:: SUPPLIED PASSAGE ::
* * * *
One of the key lessons that corporations have learned in the recent past is that thinking and practicing green and being sustainable makes business sense. This is particularly so for large corporations who have shifted from significant polluters to focusing on reducing carbon emissions. For some, this emphasis on the green and sustainability phenomenon is nothing less than a complete turnaround of perception in the marketplace. There appears to be a competition to lead and champion the cause of green and sustainable enterprise.

For example, Wal-Mart uses LED lights in its freezer cases and is installing white roofs on its new buildings, lowering both its costs and carbon emissions (Wal-mart, 2009). In 2007, the company also reached out to its customers with an in-store education program to encourage replacement of incandescent light bulbs with compact florescent bulbs (Sanders, 2008). Newsweek magazine recently published a ranking of the “Greenest Big Companies in America” (McGinn, 2009). Whether it is about saving money, complying with governmental guidelines and regulations, promoting one’s organization or company, or expressing genuine concern for the environment, corporations, nonprofits, academic institutions, and others have begun to identify themselves as “green and sustainable” or as “going green.”

Increasing numbers of enterprises understand and accept the strategic benefits of sustainability. However, not every organization has the same issues or requirements when heading down the sustainability path. Manufacturers, healthcare institutions, and the travel industry face many of the more complex issues. Yet “cleaner” industries, such as professional associations, software companies, nonprofits, law offices, and governmental agencies, have different, but just as pressing, concerns about green and sustainability. In between these extremes, lay retailers, academia, and financial institutions.

Sustainability includes environmental issues facing businesses, like energy efficiency, greenhouse gases, water use, management of toxic waste, and so on. At the same time, a company's focus on sustainability issues raises concerns, such as workplace safety, community investment, employee acquisition and retention. Despite its growing importance, it is obvious that business leaders will not adopt green strategies or sustainability without solid justification, metrics, and compelling regulatory reasons to do so (Unhelkar, 2010). As businesses are formulating their sustainability strategies they are asking the following questions:

  • How green and sustainable can a given business operation or process be? What opportunities exist for efficiency improvements or risk elimination so that the business process is green and sustainable?
* * * *
:: INFORMATION PROVIDED ::
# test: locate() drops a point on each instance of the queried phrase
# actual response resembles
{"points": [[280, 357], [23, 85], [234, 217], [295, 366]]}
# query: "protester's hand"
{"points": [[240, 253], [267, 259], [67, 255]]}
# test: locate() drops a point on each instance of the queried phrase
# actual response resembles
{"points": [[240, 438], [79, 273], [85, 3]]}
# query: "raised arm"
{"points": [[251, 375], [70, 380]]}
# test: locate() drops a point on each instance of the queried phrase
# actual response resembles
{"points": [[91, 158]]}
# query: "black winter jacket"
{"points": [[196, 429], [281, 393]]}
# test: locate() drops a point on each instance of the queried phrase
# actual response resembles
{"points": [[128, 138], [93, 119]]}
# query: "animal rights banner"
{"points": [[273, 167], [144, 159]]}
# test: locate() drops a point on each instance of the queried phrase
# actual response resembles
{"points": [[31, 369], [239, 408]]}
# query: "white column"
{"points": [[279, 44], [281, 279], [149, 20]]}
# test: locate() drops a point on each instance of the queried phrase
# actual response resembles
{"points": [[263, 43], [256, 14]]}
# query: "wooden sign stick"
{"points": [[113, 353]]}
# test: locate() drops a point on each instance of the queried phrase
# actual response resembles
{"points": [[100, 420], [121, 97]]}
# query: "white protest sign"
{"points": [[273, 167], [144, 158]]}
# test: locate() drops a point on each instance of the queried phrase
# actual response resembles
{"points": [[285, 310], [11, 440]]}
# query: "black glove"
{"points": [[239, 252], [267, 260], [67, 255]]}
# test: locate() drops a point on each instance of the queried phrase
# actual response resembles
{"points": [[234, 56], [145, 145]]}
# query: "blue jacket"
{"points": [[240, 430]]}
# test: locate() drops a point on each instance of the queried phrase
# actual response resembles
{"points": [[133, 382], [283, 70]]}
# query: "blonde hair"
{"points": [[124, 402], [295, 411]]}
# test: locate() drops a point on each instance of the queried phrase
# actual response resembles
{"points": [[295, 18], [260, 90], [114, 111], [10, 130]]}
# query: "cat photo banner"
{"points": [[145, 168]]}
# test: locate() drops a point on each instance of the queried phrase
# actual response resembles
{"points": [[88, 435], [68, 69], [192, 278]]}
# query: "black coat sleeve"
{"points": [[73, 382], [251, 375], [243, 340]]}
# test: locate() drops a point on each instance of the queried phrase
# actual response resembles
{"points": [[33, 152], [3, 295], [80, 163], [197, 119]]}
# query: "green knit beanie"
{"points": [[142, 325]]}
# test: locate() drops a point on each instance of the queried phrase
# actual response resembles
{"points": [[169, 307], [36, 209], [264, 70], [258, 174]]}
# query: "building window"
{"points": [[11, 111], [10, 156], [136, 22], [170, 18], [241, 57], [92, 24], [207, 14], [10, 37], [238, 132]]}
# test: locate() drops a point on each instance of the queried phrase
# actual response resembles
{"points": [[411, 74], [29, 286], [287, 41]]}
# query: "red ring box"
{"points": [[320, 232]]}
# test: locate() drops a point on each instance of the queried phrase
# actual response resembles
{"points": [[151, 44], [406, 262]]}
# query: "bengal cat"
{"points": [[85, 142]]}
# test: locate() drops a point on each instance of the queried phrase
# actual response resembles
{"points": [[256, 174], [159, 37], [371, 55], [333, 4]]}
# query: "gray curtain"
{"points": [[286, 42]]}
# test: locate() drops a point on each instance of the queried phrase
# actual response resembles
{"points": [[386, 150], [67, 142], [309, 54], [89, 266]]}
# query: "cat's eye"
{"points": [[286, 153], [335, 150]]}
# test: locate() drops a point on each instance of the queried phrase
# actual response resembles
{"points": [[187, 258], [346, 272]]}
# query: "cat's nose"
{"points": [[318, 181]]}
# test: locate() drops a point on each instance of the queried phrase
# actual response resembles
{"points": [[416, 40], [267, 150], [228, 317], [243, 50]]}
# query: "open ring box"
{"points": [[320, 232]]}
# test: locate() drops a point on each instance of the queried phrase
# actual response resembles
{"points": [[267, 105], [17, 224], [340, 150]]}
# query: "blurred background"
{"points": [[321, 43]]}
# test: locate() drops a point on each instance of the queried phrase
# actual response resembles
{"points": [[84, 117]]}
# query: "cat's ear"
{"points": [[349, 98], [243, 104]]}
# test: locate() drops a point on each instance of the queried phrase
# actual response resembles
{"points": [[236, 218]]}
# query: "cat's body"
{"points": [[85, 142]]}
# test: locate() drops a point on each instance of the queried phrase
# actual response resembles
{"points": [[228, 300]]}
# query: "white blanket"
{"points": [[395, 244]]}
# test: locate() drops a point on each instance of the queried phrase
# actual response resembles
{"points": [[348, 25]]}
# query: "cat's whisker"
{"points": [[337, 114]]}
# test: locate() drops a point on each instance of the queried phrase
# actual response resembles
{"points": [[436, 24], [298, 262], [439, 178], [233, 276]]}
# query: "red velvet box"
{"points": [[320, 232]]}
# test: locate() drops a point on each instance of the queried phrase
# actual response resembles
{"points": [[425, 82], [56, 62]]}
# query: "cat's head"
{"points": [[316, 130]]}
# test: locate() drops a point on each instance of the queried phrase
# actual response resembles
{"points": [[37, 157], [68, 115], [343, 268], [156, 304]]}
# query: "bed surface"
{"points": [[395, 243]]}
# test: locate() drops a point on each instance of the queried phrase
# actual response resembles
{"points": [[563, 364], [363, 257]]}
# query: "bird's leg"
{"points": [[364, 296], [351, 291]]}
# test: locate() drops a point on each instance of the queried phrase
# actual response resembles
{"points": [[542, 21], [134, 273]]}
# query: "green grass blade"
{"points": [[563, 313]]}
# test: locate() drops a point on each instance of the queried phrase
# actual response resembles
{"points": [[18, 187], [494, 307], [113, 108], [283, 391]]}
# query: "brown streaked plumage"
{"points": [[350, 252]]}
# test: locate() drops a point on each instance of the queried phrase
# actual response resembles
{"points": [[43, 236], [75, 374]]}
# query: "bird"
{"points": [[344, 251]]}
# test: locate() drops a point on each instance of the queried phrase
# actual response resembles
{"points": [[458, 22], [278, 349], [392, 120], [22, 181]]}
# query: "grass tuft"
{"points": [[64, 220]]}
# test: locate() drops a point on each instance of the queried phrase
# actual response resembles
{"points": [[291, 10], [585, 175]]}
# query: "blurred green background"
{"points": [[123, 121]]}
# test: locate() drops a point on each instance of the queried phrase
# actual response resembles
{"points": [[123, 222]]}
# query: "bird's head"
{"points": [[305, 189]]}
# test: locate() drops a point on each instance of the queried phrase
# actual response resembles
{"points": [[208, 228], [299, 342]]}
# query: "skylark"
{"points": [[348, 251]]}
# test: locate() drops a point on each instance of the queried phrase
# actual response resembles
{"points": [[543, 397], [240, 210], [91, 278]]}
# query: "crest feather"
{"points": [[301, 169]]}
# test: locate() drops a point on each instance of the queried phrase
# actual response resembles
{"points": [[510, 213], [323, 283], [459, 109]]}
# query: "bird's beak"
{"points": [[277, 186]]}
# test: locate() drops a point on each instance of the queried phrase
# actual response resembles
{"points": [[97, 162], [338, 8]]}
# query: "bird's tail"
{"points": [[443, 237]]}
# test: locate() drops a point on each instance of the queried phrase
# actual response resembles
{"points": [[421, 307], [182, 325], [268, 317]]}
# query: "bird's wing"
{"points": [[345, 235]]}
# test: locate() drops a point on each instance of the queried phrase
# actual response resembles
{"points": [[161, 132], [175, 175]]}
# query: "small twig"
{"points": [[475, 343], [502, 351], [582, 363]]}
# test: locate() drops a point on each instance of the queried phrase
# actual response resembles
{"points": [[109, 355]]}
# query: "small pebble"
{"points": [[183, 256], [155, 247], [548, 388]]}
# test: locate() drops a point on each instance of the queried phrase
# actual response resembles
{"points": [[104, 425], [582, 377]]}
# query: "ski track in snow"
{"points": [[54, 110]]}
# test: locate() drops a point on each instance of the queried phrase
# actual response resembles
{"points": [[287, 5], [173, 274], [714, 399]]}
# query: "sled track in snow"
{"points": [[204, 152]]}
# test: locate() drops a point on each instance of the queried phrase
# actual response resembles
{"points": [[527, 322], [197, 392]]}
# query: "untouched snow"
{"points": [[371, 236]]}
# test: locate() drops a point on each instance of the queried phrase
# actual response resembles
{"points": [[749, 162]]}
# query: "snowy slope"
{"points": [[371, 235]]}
* * * *
:: REQUIRED ACTION 1 ::
In the passage on corporate sustainability, what does Wal-Mart use in its freezer cases?
:: REQUIRED ACTION 2 ::
Reproduce the part of the passage on corporate sustainability that starts at "Increasing numbers of" and ends at "and financial institutions.".

:: EXERCISE RESULT 1 ::
LED lights.

:: EXERCISE RESULT 2 ::
Increasing numbers of enterprises understand and accept the strategic benefits of sustainability. However, not every organization has the same issues or requirements when heading down the sustainability path. Manufacturers, healthcare institutions, and the travel industry face many of the more complex issues. Yet “cleaner” industries, such as professional associations, software companies, nonprofits, law offices, and governmental agencies, have different, but just as pressing, concerns about green and sustainability. In between these extremes, lay retailers, academia, and financial institutions.